* _WHAT YOU WILL DO_
Write out, exactly as they appear, only the lines running from the line with "the man with" to the final line of the listing; include both.

* _EXTRACTED ENTRIES_
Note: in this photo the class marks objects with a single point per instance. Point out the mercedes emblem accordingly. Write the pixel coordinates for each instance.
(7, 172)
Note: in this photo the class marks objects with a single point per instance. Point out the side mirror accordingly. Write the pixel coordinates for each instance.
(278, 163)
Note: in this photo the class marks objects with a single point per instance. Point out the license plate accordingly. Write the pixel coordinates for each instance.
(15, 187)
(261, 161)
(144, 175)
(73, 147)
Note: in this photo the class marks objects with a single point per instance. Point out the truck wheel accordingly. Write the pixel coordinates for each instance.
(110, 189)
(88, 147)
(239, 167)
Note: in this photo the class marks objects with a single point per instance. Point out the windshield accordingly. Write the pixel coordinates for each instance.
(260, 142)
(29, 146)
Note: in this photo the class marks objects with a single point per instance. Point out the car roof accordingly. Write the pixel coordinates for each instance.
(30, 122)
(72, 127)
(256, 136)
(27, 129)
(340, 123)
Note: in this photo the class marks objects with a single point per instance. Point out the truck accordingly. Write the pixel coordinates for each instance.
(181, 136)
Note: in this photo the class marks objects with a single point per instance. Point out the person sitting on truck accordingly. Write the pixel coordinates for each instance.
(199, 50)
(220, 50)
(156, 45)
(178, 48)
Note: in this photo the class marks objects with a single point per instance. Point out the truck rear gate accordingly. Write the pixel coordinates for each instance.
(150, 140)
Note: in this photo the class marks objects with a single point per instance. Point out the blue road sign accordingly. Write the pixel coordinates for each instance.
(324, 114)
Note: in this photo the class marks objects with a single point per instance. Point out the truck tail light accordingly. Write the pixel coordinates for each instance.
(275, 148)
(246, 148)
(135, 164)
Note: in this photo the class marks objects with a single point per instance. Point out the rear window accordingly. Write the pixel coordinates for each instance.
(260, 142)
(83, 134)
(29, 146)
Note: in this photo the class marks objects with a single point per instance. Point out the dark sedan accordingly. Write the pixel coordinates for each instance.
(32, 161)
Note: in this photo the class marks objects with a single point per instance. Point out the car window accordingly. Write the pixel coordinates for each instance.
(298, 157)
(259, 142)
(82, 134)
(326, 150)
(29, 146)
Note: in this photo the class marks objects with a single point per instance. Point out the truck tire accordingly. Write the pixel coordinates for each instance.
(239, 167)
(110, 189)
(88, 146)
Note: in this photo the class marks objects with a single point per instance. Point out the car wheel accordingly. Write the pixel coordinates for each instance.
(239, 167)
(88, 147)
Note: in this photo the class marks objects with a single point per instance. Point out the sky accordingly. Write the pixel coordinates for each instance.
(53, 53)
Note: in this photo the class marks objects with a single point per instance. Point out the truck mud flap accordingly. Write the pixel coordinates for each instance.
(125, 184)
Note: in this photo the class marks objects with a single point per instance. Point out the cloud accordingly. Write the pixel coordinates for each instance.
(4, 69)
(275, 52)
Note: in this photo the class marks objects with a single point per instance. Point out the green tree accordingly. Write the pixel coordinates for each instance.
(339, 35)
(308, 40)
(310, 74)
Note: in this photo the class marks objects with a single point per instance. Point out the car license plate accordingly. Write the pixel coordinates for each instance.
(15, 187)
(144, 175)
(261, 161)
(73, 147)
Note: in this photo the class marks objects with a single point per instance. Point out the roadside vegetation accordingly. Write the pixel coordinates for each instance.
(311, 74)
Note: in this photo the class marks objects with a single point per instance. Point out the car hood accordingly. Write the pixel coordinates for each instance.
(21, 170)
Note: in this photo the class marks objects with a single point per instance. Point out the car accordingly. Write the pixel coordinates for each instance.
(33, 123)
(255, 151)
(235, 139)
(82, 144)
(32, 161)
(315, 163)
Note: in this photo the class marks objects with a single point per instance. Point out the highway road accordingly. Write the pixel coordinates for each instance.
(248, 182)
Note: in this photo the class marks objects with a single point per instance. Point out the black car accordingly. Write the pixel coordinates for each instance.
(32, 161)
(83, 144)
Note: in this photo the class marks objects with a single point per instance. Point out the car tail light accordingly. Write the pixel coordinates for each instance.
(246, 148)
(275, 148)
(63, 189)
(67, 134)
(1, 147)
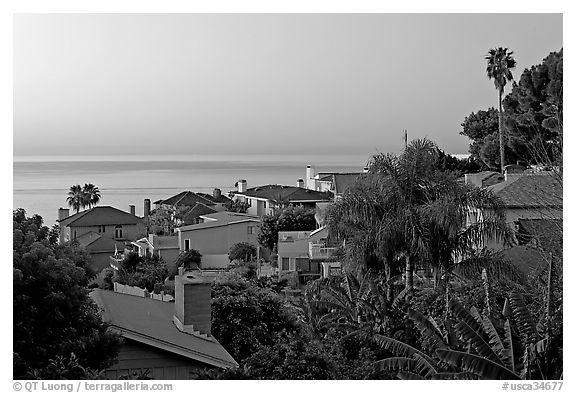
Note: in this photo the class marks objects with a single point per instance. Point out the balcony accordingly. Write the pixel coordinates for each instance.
(319, 251)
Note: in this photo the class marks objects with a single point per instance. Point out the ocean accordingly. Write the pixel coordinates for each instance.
(41, 184)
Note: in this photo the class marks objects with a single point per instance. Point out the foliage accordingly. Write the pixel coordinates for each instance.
(53, 315)
(80, 197)
(144, 272)
(499, 68)
(405, 212)
(65, 368)
(245, 317)
(532, 116)
(237, 206)
(477, 345)
(534, 111)
(288, 219)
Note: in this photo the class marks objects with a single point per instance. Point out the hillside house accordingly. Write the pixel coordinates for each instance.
(217, 234)
(101, 230)
(263, 200)
(307, 253)
(167, 340)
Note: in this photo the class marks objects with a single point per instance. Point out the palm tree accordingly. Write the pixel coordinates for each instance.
(500, 64)
(405, 211)
(91, 195)
(75, 197)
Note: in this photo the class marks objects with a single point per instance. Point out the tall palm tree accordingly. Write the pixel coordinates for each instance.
(405, 210)
(500, 66)
(91, 195)
(75, 197)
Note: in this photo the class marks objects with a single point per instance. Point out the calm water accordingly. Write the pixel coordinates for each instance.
(41, 187)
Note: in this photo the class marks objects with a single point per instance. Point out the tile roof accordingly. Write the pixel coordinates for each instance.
(185, 198)
(94, 242)
(279, 193)
(150, 322)
(101, 215)
(195, 212)
(343, 181)
(528, 259)
(530, 191)
(220, 219)
(211, 198)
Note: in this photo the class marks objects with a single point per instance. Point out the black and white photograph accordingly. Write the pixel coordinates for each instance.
(287, 196)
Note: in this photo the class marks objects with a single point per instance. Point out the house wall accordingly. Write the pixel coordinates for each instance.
(297, 249)
(131, 231)
(169, 255)
(135, 357)
(216, 241)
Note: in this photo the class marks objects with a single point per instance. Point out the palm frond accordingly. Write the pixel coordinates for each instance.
(482, 367)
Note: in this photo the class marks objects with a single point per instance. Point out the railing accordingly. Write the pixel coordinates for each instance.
(319, 251)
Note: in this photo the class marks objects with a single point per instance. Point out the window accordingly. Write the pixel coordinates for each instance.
(302, 264)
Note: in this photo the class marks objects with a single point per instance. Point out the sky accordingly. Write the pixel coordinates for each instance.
(258, 84)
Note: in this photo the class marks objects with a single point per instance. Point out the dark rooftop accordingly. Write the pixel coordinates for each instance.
(150, 322)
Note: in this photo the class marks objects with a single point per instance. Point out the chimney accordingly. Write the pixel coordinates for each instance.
(473, 178)
(192, 309)
(242, 185)
(310, 180)
(513, 172)
(63, 213)
(146, 207)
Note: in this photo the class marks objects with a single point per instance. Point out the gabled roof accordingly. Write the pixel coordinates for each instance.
(343, 181)
(279, 193)
(528, 259)
(100, 215)
(530, 191)
(220, 219)
(211, 198)
(94, 242)
(195, 212)
(150, 322)
(185, 198)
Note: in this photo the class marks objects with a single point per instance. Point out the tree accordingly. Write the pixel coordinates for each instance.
(245, 317)
(534, 110)
(405, 211)
(53, 315)
(76, 198)
(91, 195)
(288, 219)
(500, 66)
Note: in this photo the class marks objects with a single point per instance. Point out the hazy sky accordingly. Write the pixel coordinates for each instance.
(191, 84)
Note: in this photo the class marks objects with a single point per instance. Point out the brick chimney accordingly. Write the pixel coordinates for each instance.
(242, 185)
(192, 308)
(310, 180)
(63, 213)
(146, 207)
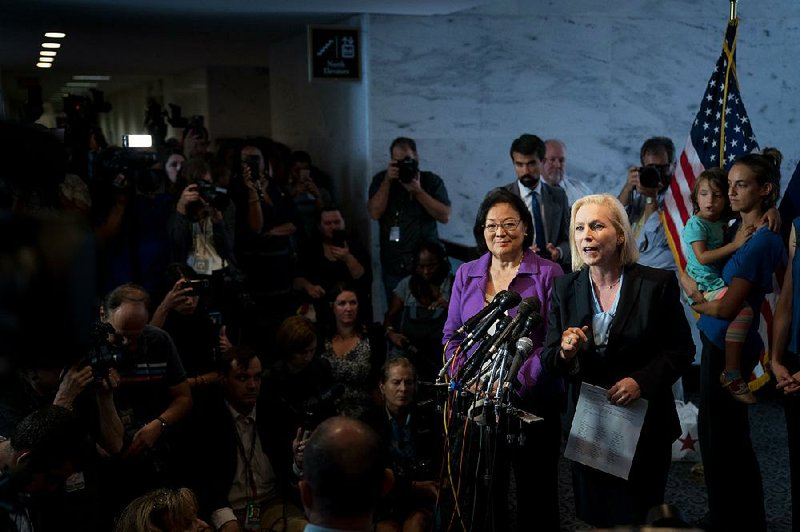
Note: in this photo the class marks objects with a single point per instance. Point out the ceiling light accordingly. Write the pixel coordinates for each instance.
(81, 84)
(137, 141)
(91, 78)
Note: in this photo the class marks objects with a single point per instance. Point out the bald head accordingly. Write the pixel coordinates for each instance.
(555, 161)
(344, 467)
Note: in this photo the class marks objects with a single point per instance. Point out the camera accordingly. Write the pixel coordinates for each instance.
(650, 176)
(103, 354)
(407, 169)
(131, 169)
(197, 285)
(338, 238)
(252, 162)
(215, 196)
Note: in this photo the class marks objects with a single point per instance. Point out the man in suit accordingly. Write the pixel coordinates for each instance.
(245, 456)
(548, 204)
(555, 171)
(343, 476)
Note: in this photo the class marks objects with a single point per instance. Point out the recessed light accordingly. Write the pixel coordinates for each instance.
(91, 78)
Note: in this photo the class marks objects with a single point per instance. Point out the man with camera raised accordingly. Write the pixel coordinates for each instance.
(547, 203)
(643, 198)
(407, 204)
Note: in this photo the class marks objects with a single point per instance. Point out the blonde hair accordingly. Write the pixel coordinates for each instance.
(628, 252)
(161, 510)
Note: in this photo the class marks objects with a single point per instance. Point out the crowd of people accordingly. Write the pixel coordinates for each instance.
(234, 345)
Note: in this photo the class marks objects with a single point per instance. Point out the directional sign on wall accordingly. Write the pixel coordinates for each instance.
(334, 53)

* _EXERCISE RESPONSE_
Note: in this photo the class marks objects with a single point per instance. Point out the man with camera raised accordingly. Write the pixel coordinates for each instance.
(547, 203)
(643, 198)
(407, 204)
Note: in this photo the class marks objects with a single point per instance. Point out the blonde hair accordingly. Write the pixel coordinates for each instance.
(628, 252)
(161, 510)
Note: in this photo the class marks objects with a single point per instance. Point out the crowd of people accordingly. Write the pixel coordinates for each instance.
(234, 345)
Note: in this photo the class marks objects with a single point per instance. Point out the directional sign on wall accordingly. Write the pixel coordinates for each instance.
(334, 53)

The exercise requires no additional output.